• **Data to use**:
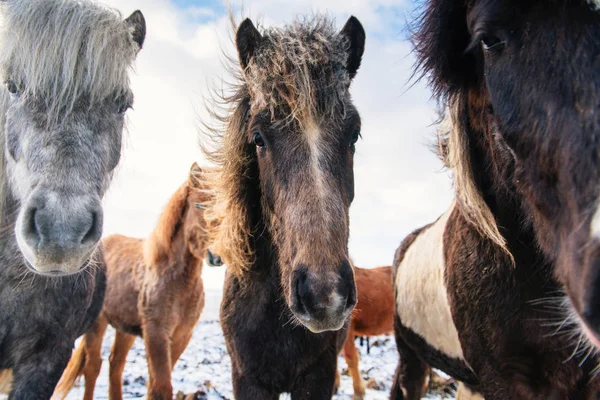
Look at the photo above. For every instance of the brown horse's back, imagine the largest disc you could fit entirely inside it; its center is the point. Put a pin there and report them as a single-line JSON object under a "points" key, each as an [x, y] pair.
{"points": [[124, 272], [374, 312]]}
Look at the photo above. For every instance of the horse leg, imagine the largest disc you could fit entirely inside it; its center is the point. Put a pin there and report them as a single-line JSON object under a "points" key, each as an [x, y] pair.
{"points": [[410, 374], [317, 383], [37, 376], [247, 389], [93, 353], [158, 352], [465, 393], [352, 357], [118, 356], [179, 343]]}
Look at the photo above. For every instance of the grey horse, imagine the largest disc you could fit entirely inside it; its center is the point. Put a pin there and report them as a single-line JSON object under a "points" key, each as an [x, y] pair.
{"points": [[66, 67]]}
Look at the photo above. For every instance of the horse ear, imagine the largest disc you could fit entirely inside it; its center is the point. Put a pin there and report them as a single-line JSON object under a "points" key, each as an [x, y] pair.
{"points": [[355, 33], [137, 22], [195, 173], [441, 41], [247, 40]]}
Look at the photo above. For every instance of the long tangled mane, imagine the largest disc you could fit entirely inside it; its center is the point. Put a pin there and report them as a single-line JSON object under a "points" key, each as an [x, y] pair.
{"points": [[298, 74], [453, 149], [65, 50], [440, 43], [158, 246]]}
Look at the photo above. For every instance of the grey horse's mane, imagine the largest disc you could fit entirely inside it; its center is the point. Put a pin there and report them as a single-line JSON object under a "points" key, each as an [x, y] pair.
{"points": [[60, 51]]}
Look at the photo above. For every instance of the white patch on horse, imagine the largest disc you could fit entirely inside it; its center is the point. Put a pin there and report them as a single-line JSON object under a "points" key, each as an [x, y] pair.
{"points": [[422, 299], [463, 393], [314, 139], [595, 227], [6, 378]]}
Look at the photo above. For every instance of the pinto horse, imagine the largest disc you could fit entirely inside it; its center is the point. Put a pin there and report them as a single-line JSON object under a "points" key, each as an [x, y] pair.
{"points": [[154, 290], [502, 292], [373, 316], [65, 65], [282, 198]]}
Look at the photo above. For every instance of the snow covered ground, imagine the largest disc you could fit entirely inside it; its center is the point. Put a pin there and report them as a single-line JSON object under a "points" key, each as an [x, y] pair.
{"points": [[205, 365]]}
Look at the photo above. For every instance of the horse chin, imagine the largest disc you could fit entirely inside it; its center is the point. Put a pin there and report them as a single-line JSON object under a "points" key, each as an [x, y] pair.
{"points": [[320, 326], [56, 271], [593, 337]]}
...
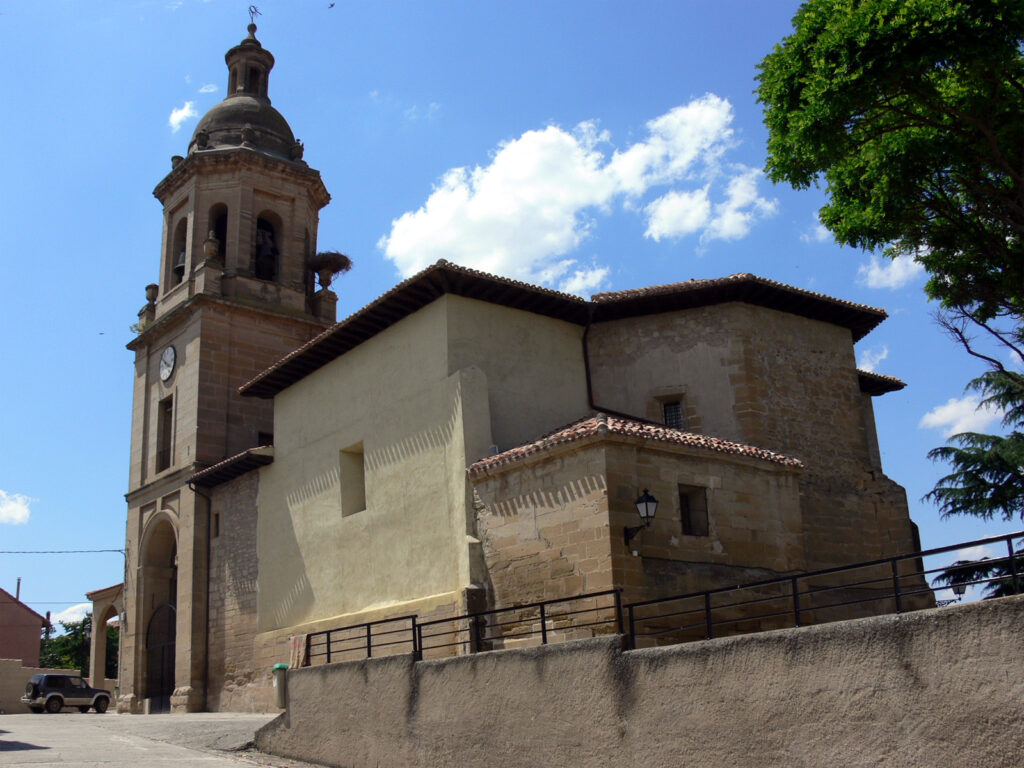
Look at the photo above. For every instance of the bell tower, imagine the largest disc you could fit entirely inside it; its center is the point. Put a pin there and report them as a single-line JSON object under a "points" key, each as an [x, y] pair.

• **Work instructions**: Report every line of the listing above that contains the string "mane", treating uppercase and lowercase letters as distinct.

• **Solution to this task**:
Look at the photo above. For every instance of the long tangled mane, imagine the largest disc you could fit entirely inside it; its center is the point. Put a pin there and report them as a single-line JSON object under a "points" key, each as an [x, y] pair.
Look at the photo above. For every instance of the grey horse's mane, imagine the largest disc you could fit entirely inside it; its center is the point. Put a pin there and report them as a single-line JSON object under a "points" key, each as an [x, y] pair.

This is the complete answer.